ESTRATTO DEL TESTO:
--*--

Quando chiedere aiuto

Quando il desiderio di trattenere oggetti senza disfarsene (o l’acquisto di nuovi oggetti senza utilizzarli) arriva a interferire con le attività quotidiane come l’igiene personale, la pulizia della casa o il riposo, occorre chiedere aiuto – consigliano psicologi e psicoterapeuti. A questa condizione si aggiunge un disagio sociale poichè molti accumulatori evitano il contatto o l’ingresso di altre persone nelle proprie case, a causa dell’imbarazzo legato al disordine e finiscono spesso per isolarsi. Nel caso di convivenza con altre persone, devono affrontare tensioni significative, dovute al disordine generato proprio dagli oggetti accumulati.

Un disturbo sotto osservazione

Un male oscuro di cui si parla da tanto tempo in modo più o meno scientifico: sono infatti molti i film o le trasmissioni televisive che hanno affrontato il problema. Problema che soltanto dal 2013 compare come entità definita nel DSM-5 (Manuale Diagnostico Statistico dei Disturbi Mentali), inserita nella grande categoria dei disturbi correlati al DOC ossia Disturbo Ossessivo Compulsivo. “È bene osservare – chiariscono gli esperti- che le persone interessate non accumulano oggetti per motivi di paura o ansia, come nel DOC, ma spesso a causa di un attaccamento emotivo ad essi o alla difficoltà di prendere decisioni sull’opportunità di tenere o scartare gli oggetti. Cosa ancora più rilevante sono i pensieri relativi all’accumulo che non sono percepiti come intrusivi nè hanno tratti ripetitivi.

--*--

DATI ESTRATTI:
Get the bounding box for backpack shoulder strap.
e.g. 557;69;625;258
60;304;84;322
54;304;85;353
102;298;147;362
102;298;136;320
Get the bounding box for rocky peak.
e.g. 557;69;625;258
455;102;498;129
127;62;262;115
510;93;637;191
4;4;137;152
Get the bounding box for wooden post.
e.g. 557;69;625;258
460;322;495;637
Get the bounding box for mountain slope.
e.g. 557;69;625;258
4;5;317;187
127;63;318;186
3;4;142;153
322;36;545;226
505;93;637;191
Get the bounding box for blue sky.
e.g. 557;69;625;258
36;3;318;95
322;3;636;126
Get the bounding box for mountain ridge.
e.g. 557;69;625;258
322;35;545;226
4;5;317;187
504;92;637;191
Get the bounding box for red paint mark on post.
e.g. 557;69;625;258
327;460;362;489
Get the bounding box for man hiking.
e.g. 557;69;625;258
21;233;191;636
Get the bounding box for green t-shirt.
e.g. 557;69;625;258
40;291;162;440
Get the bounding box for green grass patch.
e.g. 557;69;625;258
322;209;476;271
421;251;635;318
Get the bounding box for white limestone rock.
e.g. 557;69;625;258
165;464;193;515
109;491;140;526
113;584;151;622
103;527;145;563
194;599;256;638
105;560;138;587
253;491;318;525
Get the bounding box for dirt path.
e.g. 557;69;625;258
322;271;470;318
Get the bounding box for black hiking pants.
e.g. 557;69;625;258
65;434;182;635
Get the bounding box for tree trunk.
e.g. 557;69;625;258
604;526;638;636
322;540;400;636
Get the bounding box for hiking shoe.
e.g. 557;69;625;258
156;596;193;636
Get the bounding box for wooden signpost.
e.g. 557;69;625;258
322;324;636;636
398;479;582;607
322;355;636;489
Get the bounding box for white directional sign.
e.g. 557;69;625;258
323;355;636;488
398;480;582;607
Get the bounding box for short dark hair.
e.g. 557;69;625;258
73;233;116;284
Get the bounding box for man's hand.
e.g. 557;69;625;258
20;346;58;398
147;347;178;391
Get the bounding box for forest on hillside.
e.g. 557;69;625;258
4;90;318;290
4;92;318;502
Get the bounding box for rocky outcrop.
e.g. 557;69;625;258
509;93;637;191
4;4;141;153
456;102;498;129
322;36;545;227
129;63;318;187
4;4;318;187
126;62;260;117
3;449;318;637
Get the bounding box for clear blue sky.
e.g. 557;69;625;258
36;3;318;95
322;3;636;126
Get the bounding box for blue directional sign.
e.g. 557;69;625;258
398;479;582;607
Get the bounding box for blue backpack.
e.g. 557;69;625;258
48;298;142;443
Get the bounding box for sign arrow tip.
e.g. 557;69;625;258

--*--

COMPITO DA SVOLGERE:
Prosegui il testo sull'accumulo compulsivo dopo l'ultima frase riportata.

RISPOSTA SCRITTA:
Ci ha pensato un gruppo di studio coordinato dalla professoressa Caterina Novara, dell’Università di Padova, che ha portato avanti un’indagine i cui risultati sono stati pubblicati sulla prestigiosa rivista PLoS One. “Una delle caratteristiche principali dell’accumulo compulsivo – hanno spiegato – è una significativa resistenza a scartare gli oggetti, alimentata da convinzioni disfunzionali ed emozioni negative ingiustificate che gli accumulatori tendono a provare quando si liberano dei propri beni. L’obiettivo principale del nostro studio era esplorare i processi psicologici che gli individui con caratteristiche di accumulo compulsivo elevate e gli individui con caratteristiche di accumulo compulsivo basse, sperimentavano quando dovevano separarsi da un bene di valore.”

L’identikit dell’accumulatore seriale

NON È UN COLLEZIONISTA. Accumulare o collezionare? La differenza sta nella gestione dello spazio, nella cura e nell’utilizzo di specifici oggetti. Un collezionista se ne prende cura, li riordina, li cataloga e li esibisce con fierezza; un accumulatore patologico perde invece interesse per gli oggetti che ha, li accatasta senza cura in spazi che premettono solo di muoversi in casa, sviluppando di conseguenza un senso di vergogna per quanto conservato, salvo ritenere tutto indispensabile quando incombe la minaccia della separazione.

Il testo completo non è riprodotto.